## Direction
Swap every "query" for "label" throughout the entries below, and reproduce them with nothing else changed.
------------------------
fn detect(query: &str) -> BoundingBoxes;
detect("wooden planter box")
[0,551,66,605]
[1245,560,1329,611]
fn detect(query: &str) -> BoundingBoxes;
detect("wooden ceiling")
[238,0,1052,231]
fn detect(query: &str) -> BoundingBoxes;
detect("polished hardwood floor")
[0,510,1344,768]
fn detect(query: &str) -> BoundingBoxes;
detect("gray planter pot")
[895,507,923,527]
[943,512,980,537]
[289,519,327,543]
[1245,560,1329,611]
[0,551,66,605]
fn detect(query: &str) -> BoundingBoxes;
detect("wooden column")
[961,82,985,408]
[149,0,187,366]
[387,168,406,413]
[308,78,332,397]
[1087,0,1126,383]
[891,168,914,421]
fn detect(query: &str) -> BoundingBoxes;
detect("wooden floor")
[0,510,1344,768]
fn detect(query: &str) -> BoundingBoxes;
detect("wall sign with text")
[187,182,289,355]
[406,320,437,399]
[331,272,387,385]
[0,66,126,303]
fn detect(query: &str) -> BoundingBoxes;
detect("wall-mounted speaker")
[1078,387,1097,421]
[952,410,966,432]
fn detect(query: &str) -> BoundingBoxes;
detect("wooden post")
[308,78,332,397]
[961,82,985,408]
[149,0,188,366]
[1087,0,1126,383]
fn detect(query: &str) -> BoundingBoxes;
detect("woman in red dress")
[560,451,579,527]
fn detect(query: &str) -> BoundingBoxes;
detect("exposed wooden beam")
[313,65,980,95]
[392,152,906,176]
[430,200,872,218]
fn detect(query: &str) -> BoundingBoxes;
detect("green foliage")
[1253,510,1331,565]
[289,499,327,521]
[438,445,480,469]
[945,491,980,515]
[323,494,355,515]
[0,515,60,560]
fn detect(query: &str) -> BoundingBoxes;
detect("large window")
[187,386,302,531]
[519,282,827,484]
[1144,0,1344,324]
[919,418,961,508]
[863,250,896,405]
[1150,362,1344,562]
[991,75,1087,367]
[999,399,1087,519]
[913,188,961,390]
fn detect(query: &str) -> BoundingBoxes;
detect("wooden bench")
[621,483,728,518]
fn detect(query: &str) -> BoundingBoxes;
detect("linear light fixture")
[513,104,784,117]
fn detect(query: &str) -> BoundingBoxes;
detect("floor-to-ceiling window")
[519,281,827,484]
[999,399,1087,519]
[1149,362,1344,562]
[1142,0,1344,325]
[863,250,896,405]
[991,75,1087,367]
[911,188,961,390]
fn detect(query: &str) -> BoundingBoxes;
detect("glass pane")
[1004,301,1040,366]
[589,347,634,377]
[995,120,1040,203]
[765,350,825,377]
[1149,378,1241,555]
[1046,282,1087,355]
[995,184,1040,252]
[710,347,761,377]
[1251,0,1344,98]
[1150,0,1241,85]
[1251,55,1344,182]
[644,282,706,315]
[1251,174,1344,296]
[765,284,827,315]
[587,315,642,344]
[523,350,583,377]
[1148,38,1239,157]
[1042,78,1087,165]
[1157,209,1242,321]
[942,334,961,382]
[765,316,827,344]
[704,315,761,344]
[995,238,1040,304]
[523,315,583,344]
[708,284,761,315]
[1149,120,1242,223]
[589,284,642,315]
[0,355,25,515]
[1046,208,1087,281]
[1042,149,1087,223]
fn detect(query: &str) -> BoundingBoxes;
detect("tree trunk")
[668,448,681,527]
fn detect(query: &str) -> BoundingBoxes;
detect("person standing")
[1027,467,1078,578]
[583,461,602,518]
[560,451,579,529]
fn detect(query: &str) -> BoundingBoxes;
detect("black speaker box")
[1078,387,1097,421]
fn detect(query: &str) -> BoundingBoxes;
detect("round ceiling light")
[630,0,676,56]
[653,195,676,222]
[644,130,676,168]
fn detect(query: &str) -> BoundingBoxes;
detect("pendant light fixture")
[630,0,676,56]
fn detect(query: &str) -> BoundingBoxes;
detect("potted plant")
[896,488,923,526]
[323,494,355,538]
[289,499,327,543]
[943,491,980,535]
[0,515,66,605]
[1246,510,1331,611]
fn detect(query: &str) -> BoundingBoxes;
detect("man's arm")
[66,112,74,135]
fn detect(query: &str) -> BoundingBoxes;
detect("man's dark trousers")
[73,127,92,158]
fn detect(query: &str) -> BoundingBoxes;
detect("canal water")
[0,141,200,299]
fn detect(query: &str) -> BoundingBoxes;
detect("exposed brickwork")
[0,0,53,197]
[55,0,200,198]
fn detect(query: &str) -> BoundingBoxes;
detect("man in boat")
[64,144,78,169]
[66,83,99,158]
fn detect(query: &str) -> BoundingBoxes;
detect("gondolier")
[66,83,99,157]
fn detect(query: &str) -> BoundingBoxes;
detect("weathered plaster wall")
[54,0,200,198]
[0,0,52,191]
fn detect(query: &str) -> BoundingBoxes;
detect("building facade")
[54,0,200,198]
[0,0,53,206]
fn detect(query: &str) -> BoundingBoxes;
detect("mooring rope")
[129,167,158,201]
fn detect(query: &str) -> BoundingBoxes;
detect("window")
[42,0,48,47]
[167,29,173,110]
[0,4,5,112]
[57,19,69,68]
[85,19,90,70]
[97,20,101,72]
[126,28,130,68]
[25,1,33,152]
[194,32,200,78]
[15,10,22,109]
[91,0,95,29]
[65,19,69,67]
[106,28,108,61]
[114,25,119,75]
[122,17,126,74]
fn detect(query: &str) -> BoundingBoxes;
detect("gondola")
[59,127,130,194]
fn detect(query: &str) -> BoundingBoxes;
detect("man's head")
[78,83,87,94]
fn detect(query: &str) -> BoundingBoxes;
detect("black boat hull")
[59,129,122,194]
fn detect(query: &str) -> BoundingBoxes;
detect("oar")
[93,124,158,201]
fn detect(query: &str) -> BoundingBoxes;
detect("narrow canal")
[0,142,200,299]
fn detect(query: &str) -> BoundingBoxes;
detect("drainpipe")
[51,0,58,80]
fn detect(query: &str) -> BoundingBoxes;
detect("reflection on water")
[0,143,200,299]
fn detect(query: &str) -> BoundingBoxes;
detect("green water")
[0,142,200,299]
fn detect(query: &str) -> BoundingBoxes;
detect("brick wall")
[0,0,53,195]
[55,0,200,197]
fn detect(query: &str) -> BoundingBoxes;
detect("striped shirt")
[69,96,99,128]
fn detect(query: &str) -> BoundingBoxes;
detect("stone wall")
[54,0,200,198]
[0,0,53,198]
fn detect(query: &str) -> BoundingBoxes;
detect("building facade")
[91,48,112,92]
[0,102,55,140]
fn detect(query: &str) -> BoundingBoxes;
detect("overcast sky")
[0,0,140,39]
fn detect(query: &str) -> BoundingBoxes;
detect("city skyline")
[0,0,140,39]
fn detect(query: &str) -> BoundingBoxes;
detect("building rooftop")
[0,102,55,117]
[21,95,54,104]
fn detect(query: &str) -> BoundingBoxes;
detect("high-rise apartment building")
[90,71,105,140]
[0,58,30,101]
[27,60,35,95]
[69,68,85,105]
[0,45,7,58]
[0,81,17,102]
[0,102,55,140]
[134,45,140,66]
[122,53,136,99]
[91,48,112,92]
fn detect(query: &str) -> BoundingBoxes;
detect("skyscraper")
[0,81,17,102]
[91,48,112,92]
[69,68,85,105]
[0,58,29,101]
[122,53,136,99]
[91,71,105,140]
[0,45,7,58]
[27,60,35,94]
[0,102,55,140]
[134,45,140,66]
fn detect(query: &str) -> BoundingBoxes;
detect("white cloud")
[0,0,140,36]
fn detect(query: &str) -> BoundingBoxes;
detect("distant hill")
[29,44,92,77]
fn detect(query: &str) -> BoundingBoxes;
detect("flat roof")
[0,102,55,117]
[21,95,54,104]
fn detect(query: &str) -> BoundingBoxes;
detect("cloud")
------------------------
## Complete output
fn detect(label: &str) -> BoundingBoxes;
detect("wooden planter box")
[0,551,66,605]
[1245,560,1329,611]
fn detect(label: &str) -> BoundingBoxes;
detect("wooden ceiling")
[238,0,1052,231]
fn detect(label: &str) -> BoundingBoxes;
detect("polished hardwood floor")
[0,510,1344,768]
fn detect(label: &str) -> BoundingBoxes;
detect("gray planter pot")
[895,507,923,527]
[943,512,980,537]
[289,519,327,543]
[1245,560,1329,611]
[0,551,66,605]
fn detect(label: &str) -> BoundingBoxes;
detect("wooden column")
[961,82,985,408]
[149,0,187,366]
[387,168,406,413]
[308,78,332,397]
[1087,0,1126,383]
[891,168,914,421]
fn detect(label: &str) -> BoundingBoxes;
detect("wooden floor")
[0,510,1344,768]
fn detect(label: &str) -> BoundingBoxes;
detect("wall sign with text")
[187,182,289,355]
[406,320,437,399]
[331,272,387,385]
[0,66,126,303]
fn detect(label: &str) -> BoundingBoxes;
detect("wall-mounted speaker")
[1078,387,1097,421]
[952,410,966,432]
fn detect(label: &str) -> BoundingBoxes;
detect("wooden post")
[308,78,332,397]
[961,82,985,408]
[149,0,188,366]
[1087,0,1126,383]
fn detect(label: &str) -> BoundingBoxes;
detect("woman in red dress")
[560,451,579,527]
fn detect(label: &str) -> BoundingBoxes;
detect("exposed wooden beam")
[313,65,980,95]
[392,152,906,176]
[430,200,872,218]
fn detect(label: &str) -> BoundingBoxes;
detect("green foliage")
[1253,510,1331,565]
[289,499,327,521]
[438,445,480,469]
[945,491,980,515]
[323,494,355,515]
[0,515,60,560]
fn detect(label: &str) -> BoundingBoxes;
detect("large window")
[187,386,302,531]
[519,282,827,484]
[1144,0,1344,324]
[919,418,961,508]
[863,250,896,405]
[1150,362,1344,562]
[991,75,1087,367]
[999,399,1087,519]
[913,188,961,390]
fn detect(label: &str) -> BoundingBoxes;
detect("wooden bench")
[621,483,728,518]
fn detect(label: &str) -> BoundingBoxes;
detect("linear light fixture")
[513,104,784,117]
fn detect(label: &str) -> BoundingBoxes;
detect("floor-to-ceiling window")
[519,281,827,484]
[999,399,1087,519]
[1149,362,1344,562]
[1142,0,1344,325]
[863,250,896,405]
[991,75,1087,367]
[911,188,961,390]
fn detect(label: &str) -> BoundingBoxes;
detect("glass pane")
[1004,301,1040,366]
[589,347,634,377]
[995,120,1040,203]
[765,350,825,377]
[1149,378,1241,555]
[1046,282,1087,355]
[995,184,1040,252]
[710,347,761,377]
[1251,0,1344,98]
[1150,0,1241,85]
[1251,55,1344,182]
[644,282,706,315]
[1251,174,1344,296]
[765,284,827,315]
[587,315,642,344]
[523,350,583,377]
[1148,38,1239,157]
[1042,78,1087,165]
[1157,209,1242,321]
[942,334,961,382]
[765,316,827,344]
[704,315,761,344]
[995,238,1040,304]
[523,315,583,344]
[708,284,761,315]
[1149,120,1242,223]
[589,284,642,315]
[0,355,25,515]
[1046,208,1087,281]
[1042,149,1087,223]
fn detect(label: &str) -> BoundingBoxes;
detect("tree trunk")
[668,448,681,527]
fn detect(label: &str) -> BoundingBoxes;
detect("person standing")
[1027,467,1078,578]
[583,461,602,518]
[560,451,579,529]
fn detect(label: &str) -> BoundingBoxes;
detect("black speaker box")
[1078,387,1097,421]
fn detect(label: &str) -> BoundingBoxes;
detect("round ceiling light")
[630,0,676,56]
[653,195,676,222]
[644,130,676,168]
fn detect(label: &str) -> BoundingBoxes;
detect("pendant light fixture")
[630,0,676,56]
fn detect(label: &str) -> BoundingBoxes;
detect("potted plant")
[896,488,923,526]
[323,494,355,538]
[289,499,327,543]
[943,491,980,535]
[0,515,66,605]
[1246,510,1331,611]
fn detect(label: &str) -> BoundingBoxes;
detect("man's arm")
[66,112,74,135]
fn detect(label: &str) -> BoundingBoxes;
detect("man's dark trousers")
[73,127,92,158]
fn detect(label: &str) -> BoundingBoxes;
detect("canal water")
[0,141,200,299]
fn detect(label: &str) -> BoundingBoxes;
detect("exposed brickwork")
[0,0,53,197]
[55,0,200,198]
fn detect(label: &str) -> BoundingBoxes;
detect("man in boat")
[64,144,78,169]
[66,83,99,158]
fn detect(label: &str) -> BoundingBoxes;
detect("gondolier")
[66,83,99,157]
fn detect(label: &str) -> BoundingBoxes;
detect("weathered plaster wall")
[54,0,200,198]
[0,0,52,191]
fn detect(label: &str) -> BoundingBoxes;
detect("building facade")
[54,0,200,198]
[0,0,53,206]
fn detect(label: &str) -> BoundingBoxes;
detect("mooring rope")
[129,167,158,201]
fn detect(label: &str) -> BoundingBoxes;
detect("window")
[42,0,48,47]
[167,29,173,110]
[0,4,5,112]
[57,19,69,68]
[85,19,90,70]
[97,20,101,72]
[126,28,130,68]
[25,1,33,152]
[194,32,200,78]
[15,10,22,109]
[91,0,95,29]
[65,19,69,67]
[106,28,108,61]
[114,25,119,75]
[122,17,126,74]
fn detect(label: &str) -> BoundingBoxes;
detect("gondola")
[59,127,130,194]
fn detect(label: &str) -> BoundingBoxes;
detect("man's head")
[78,83,87,94]
fn detect(label: &str) -> BoundingBoxes;
detect("black boat hull")
[59,129,122,194]
fn detect(label: &str) -> BoundingBoxes;
detect("oar")
[93,124,158,201]
fn detect(label: &str) -> BoundingBoxes;
detect("narrow canal")
[0,142,200,299]
fn detect(label: &str) -> BoundingBoxes;
detect("drainpipe")
[51,0,58,80]
fn detect(label: &str) -> BoundingBoxes;
detect("reflection on water")
[0,143,200,299]
fn detect(label: &str) -> BoundingBoxes;
detect("green water")
[0,142,200,299]
fn detect(label: &str) -> BoundingBoxes;
detect("brick wall")
[0,0,53,195]
[55,0,200,197]
fn detect(label: &str) -> BoundingBoxes;
detect("striped shirt")
[69,96,99,128]
fn detect(label: &str) -> BoundingBoxes;
detect("stone wall")
[54,0,200,198]
[0,0,53,198]
fn detect(label: &str) -> BoundingBoxes;
detect("building facade")
[91,48,112,92]
[0,102,55,140]
fn detect(label: &str) -> BoundingBoxes;
detect("overcast sky")
[0,0,140,39]
fn detect(label: &str) -> BoundingBoxes;
detect("city skyline")
[0,0,140,39]
fn detect(label: &str) -> BoundingBoxes;
detect("building rooftop")
[0,102,55,117]
[21,95,54,104]
fn detect(label: &str) -> BoundingBoxes;
detect("high-rise apartment building")
[90,71,105,140]
[0,58,30,101]
[27,60,35,95]
[69,68,85,105]
[0,45,7,58]
[0,81,17,102]
[0,102,55,140]
[134,45,140,66]
[122,53,136,99]
[91,48,112,92]
fn detect(label: &str) -> BoundingBoxes;
detect("skyscraper")
[0,81,17,102]
[91,48,112,92]
[69,68,85,105]
[0,58,29,101]
[122,53,136,99]
[91,71,105,140]
[0,45,7,58]
[27,60,35,94]
[0,102,55,140]
[134,45,140,66]
fn detect(label: &str) -> BoundingBoxes;
detect("white cloud")
[0,0,140,36]
fn detect(label: &str) -> BoundingBoxes;
detect("distant hill")
[29,44,92,77]
fn detect(label: &str) -> BoundingBoxes;
detect("flat roof")
[0,102,55,117]
[21,95,54,104]
fn detect(label: &str) -> BoundingBoxes;
detect("cloud")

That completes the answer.